* ПРЕДОСТАВЛЕННЫЙ ФРАГМЕНТ:
<<<<

В «Грин-Хейвене» этот вопрос про убийцу остался без ответа, как и многие другие. Казалось, он старел быстрее, чем его товарищи по заключению: в возрасте тридцати пяти лет его темно-каштановые волосы начали седеть, он раздался в поясе, плечи резко поникли, как будто лишний вес тянул их вниз. Тюремные задиры усвоили, что он сохранил былую силу, но его мышцы, казалось, были уже не такими упругими. Кожа вокруг зеленых глаз начала покрываться морщинками. Он жаловался на боли в животе, депрессию, перепады настроения, головные боли, другие недомогания. Были ли эти жалобы искренними, или он просто искал внимания? Никто не мог сказать наверняка.
В одном интервью он бессвязно рассказывал о том времени, когда ему было семь или восемь лет и его мать «обнаружила письмо от любовницы отца из Австралии». Далее в отчете говорилось: «С этого момента мать никогда не позволяла его отцу чувствовать себя главой семьи. Заключенный сказал, что в течение многих лет его мать ругалась на отца, обливала его кофе, всячески оскорбляла. Заключенный отметил, что его мать занималась хозяйством, а отец просто приносил домой деньги и не обращал внимания на детей».
Позже психиатр сообщил: «Он заявил, что у него было очень несчастливое детство, потому что его родители постоянно ссорились. Он был одинок, чувствовал себя в семье нелюбимым и нежеланным».
В качестве оправдания убийства двух детей эти объяснения казались недостаточными и банальными. Психотерапевты привыкли слышать, как заключенные обвиняют своих родителей в совершенных ими преступлениях, и мало кто воспринимал жалобы Шоукросса всерьез.
Воспоминания, в которых он пытался оправдать совершенные преступления, были неискренни и полны упущений. Сначала он говорил, что ничего не помнит, позже проявил некоторое раскаяние, но отказался говорить о деталях. Видя, что его неохотные признания не производят впечатления на тюремные власти, он «признал, что совершил преступление [Хилл], и больше не притворялся, что потерял сознание или не помнит деталей, – говорилось в очередном отчете. – Заключенный утверждает, что он полностью понимает, что произошло при совершении преступления в отношении Карен Хилл».

>>>>

* ДАННЫЕ ДЛЯ ПРОВЕРКИ:
<<<<

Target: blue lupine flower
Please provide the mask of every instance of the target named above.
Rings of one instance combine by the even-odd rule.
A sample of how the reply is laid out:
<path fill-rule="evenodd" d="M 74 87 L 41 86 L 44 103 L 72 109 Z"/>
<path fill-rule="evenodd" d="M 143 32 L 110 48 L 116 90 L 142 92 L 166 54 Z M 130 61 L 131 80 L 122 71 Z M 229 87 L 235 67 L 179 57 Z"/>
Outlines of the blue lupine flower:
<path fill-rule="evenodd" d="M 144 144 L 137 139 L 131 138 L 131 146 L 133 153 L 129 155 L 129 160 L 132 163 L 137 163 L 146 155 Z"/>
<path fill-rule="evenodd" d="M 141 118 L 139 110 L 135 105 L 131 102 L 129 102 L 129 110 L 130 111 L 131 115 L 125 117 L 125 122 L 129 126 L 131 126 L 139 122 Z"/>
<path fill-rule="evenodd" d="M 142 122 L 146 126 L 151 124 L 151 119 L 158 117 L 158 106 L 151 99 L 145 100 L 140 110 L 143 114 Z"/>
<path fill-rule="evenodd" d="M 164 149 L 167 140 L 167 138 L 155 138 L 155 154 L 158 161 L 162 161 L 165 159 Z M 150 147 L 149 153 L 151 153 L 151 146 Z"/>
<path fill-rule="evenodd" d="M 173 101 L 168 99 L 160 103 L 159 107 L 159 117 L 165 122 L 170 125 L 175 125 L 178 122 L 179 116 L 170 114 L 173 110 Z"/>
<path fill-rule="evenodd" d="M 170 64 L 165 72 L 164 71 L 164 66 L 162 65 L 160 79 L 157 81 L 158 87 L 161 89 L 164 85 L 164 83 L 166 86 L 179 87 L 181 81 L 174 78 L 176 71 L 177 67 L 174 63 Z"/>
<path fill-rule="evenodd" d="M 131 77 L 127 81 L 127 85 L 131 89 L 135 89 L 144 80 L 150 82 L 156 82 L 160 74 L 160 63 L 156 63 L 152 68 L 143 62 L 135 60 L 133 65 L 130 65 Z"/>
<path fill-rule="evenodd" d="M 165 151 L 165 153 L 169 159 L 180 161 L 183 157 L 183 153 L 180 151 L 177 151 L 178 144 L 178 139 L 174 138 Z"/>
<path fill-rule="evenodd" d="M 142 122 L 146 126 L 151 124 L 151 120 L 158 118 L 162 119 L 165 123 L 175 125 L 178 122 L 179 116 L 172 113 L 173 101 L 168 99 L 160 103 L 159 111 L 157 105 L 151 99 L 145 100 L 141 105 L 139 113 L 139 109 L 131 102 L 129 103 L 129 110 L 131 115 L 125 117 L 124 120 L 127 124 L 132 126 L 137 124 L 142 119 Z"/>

>>>>

* РАБОЧЕЕ ЗАДАНИЕ A: В каком возрасте у Шоукросса начали седеть темно-каштановые волосы, согласно фрагменту о Шоукроссе?
* РАБОЧЕЕ ЗАДАНИЕ B: Воспроизведите без изменений часть фрагмента о Шоукроссе: начните со слов, в которых есть «В качестве оправдания», и остановитесь после «жалобы Шоукросса всерьез.».

* РЕЗУЛЬТАТ ВЫПОЛНЕНИЯ A: В тридцать пять лет.

* РЕЗУЛЬТАТ ВЫПОЛНЕНИЯ B:
В качестве оправдания убийства двух детей эти объяснения казались недостаточными и банальными. Психотерапевты привыкли слышать, как заключенные обвиняют своих родителей в совершенных ими преступлениях, и мало кто воспринимал жалобы Шоукросса всерьез.